→ **Page text**
'''

So far from being lukewarm or insincere in his attempts to ameliorate the condition of the slaves, I think that Mr. Lincoln has done everything that he possibly could do, constitutionally, to pave the way for total emancipation. For instance, -- First: He has abolished slavery within the district of Columbia, which is subject to the authority of the central government. Second – He has held out great inducements to the loyal Slave States to adopt a system of gradual emancipation. Third – He has formally recognized and received the ambassadors from the black republics of Hayti and Liberia. Fourth – He has concluded with the British government a treaty for the better suppression of the slave trade, with the mutual right of search suspected vessels. Fifth – He caused to be hanged in New-York the convicted captain of a slaver, named Gordon; and be it observed that, although by our laws the slave-trade is piracy and a capital offence, our own government have never shown their sincerity by putting the law in force in like manner. Sixth – He has repealed the fugitive slave law. Seventh – But by far the most important of all the anti-slavery measures of Mr. Lincoln’s administration, is a law lately passed which for ever prohibits any extension of slavery into the territories of the United States. Now, after all that, how can anybody assert that Mr. Lincoln’s Government are not sincere in their anti-slavery opinions?

From the President’s Message, December, 1863.

“The movements by State action for emancipation, in several of the States not included in the Emancipation Proclamation, are matters of profound gratulations; and while I do not repeat, in detail, what I have heretofore so earnestly urged upon this subject, my general views remain unchanged, and I trust that Congress will omit no fair opportunity of aiding these important steps to the great consummation. Tennessee and Arkansas have been cleared of insurgents, and influential citizens in each, owners of slaves and advocates of slavery at the beginning of the rebellion, now declare openly for emancipation in their respective States; and of those States not included in the Emancipation Proclamation, Maryland and Missouri, neither of which, three years ago, would tolerate restraint upon the extension of slavery into territory, only dispute now as to the best mode of removing it, within their own limits. Of those who were slaves at the beginning of the rebellion, full one hundred thousand are now in the United State military service.”

I have heard of people saying that, “apart from the question of slavery, the South ahs every claim upon our sympathies, because they are fighting for their freedom!” The Southern secession and slavery apart! The play of Hamlet, with the part of Hamlet left out! Why the two things are inseperable and indivisible; and I would submit to you, that the seceders cannot be truly said to be fighting for their freedom, because they were free as they could be before, and nobody proposed to curtail their liberties in any way; but the freedom they are fighting for is the freedom to maintain, and to extend, and to perpetuate, the most gigantic and the most atrocious tyranny over others that has ever disgraced the annals of mankind? It seems to me, that any one who sympathises with the slaveowners can only do so from one of two reasons – either from the most profound ignorance of history and the state of America for the last thirty years, or because he is a sincere and devoted admirer of slavery!

You may have observed that in the foregoing remarks I have generally use the word Slaveowners instead of Southerners. I have done so advisedly, because I believe that this is entirely a slaveowner’s rebellion, and I believe that there are many people in the South who were quite opposed to the revolt from the first, and who would gladly return to the Union now, if they could. It is asked why they don’t declare themselves? I say, simply because there is such a reign of terror existing in the South, that they do not dare to do it. The life of any man who should venture to declare himself a Unionist in the South now, would not be worth a dollar! I once heard a Virginia gentleman declare, that “he would be a safer man in his native State if he were known to have murdered his own father, than if he were even suspected of being an abolitionist!” So much for liberty of opinion in the South.

'''

→ **Complete the following**
1 > In the text on Lincoln and slavery, what was the name of the convicted slaver captain hanged in New York?
2 > Please continue the text on Lincoln and slavery from its last sentence with one further paragraph in the same voice.
The lines after this text come from a separate source.

→ **Stored records**
'''

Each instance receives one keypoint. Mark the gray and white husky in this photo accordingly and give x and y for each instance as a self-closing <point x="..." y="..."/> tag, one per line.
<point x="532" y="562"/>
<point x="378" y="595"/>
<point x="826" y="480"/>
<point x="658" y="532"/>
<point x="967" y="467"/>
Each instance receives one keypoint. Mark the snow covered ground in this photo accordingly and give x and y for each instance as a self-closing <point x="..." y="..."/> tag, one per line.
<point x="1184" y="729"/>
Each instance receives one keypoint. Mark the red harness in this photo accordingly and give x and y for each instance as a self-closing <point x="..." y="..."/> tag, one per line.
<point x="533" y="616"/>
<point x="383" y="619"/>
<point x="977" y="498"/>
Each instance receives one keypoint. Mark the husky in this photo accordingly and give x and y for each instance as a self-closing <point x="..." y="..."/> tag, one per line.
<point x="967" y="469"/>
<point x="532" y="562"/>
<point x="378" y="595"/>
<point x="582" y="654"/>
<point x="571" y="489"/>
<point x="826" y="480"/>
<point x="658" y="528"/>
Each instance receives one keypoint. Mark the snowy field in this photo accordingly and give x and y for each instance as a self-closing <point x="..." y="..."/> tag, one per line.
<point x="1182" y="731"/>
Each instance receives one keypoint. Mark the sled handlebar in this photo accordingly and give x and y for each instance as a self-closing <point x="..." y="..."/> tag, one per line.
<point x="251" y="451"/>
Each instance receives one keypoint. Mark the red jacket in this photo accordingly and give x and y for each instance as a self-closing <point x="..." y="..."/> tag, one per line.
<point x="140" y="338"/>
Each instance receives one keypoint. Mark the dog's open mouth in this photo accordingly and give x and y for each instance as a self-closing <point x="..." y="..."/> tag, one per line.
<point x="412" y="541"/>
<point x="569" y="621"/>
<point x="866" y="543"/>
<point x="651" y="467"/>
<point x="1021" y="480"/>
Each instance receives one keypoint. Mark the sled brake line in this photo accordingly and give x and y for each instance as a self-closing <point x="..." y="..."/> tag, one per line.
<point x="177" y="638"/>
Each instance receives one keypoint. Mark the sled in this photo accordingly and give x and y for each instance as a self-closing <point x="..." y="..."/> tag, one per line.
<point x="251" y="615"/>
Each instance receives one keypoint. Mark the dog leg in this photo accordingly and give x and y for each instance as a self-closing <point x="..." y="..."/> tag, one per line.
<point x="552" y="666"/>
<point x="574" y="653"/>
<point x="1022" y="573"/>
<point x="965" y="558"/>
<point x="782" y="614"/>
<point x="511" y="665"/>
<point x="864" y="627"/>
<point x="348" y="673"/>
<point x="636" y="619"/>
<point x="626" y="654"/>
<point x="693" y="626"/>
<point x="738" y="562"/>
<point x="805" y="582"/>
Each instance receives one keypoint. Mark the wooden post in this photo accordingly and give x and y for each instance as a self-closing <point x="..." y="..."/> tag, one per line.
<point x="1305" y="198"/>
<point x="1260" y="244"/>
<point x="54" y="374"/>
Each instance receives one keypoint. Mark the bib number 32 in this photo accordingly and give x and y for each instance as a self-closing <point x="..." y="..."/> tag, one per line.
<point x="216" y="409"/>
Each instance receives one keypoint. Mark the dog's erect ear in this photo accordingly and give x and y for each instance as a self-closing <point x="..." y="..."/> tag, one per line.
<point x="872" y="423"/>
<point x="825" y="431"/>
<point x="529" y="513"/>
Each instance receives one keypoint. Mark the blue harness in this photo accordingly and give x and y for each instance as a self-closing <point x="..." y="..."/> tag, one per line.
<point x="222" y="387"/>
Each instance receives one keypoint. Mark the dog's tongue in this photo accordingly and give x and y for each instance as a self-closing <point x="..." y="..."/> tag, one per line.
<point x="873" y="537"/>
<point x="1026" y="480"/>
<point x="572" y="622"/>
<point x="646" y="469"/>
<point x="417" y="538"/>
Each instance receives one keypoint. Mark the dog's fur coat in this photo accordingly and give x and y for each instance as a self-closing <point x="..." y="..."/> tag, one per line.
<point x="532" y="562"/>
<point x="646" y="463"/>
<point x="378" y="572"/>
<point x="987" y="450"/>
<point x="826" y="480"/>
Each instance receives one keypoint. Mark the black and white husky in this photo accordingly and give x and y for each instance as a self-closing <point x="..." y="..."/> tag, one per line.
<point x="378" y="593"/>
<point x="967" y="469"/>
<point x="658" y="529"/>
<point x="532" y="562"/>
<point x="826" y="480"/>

'''

→ **Outputs**
1 > Gordon.

2 >
Now, I may be expected to say something about what I have seen of the actual state and condition of the slaves in America, to justify the strong opinions I have expressed against the cause of the slaveholders. I have seen a good deal of negroes, both in a state of liberty and in a state of slavery. I have seen this unhappy race under as great a variety of circumstances, and in as many different parts of the world as perhaps any man living. I have seen negroes wild in the native forests in Africa. I have seen them packed, almost like herrings in a barrel, on board of a captured slaveship. I have seen the settlements of liberated slaves in Sierra Leone. I have seen thousands of newly imported Africans working under the whips and the pistols of the overseers, in the cane-fields of Cuba. I have seen negro slaves in most of the provinces of the Ottoman Empire – Turkey, Egypt, Syria, Tripoli, and Tunis. I have seen the emancipated or half-emancipated slaves in the French island of Martinique, working under what is there called the “apprenticeship system.” I have been four times in the British West Indis, where I own some property myself, and I have there had ample opportunities of observing the emancipated negroes working as free labourers, and earning good wages, both upon my own estates and other peoples’. In the republic of Venezuela, I have seen the negroes liberated under the gradual emancipation system which I have described. And, as I have mentioned before, I have been twice, at an interval of four years, in most of the Slave States of the Union. So that, upon the whole, I venture to think that my opinion about negro slavery may be, at all events, worth as much as that of people who have never seen a slave or spoken to a negro in their lives, or who perhaps may have made a hasty run through the United States, and, judging by the few slaves they have seen as servants in private houses, hotels, and steamboats, have then written articles in ‘Blackwood’s Magazine,’ or other pro-slavery publications, in which they try to make the British people believe that the “slaves are far better off than any European peasantry, and that they walk about on Sundays dressed in broadcloth coats and silk gowns, and wearing gold watches and chains.”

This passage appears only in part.